Items stored from a collection

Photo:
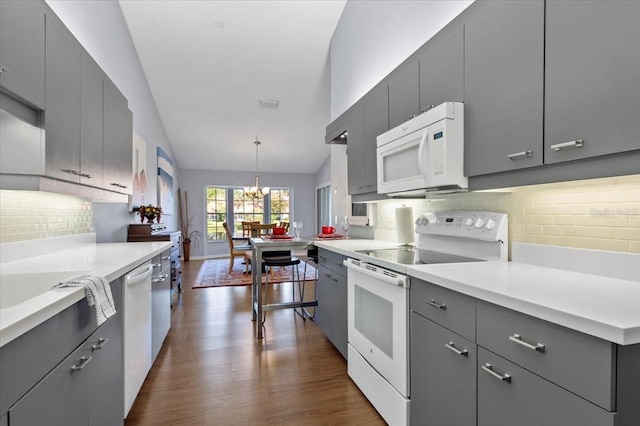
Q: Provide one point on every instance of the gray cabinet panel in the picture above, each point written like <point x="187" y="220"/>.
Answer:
<point x="592" y="74"/>
<point x="61" y="398"/>
<point x="503" y="87"/>
<point x="578" y="362"/>
<point x="355" y="149"/>
<point x="91" y="83"/>
<point x="453" y="310"/>
<point x="404" y="92"/>
<point x="62" y="102"/>
<point x="442" y="70"/>
<point x="376" y="122"/>
<point x="529" y="400"/>
<point x="22" y="50"/>
<point x="117" y="140"/>
<point x="443" y="383"/>
<point x="106" y="374"/>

WRITTEN EXERCISE: Extract the text of all the records above verbatim, leaving the pictures out of your answer.

OUTPUT FOR THIS EXERCISE:
Photo:
Q: Provide one point on every instance of the gray cabinet panel in the picture above, each point written like <point x="187" y="220"/>.
Answer:
<point x="592" y="74"/>
<point x="61" y="398"/>
<point x="503" y="87"/>
<point x="578" y="362"/>
<point x="355" y="149"/>
<point x="91" y="83"/>
<point x="453" y="310"/>
<point x="404" y="92"/>
<point x="62" y="102"/>
<point x="442" y="70"/>
<point x="376" y="122"/>
<point x="529" y="400"/>
<point x="22" y="50"/>
<point x="117" y="140"/>
<point x="443" y="383"/>
<point x="106" y="374"/>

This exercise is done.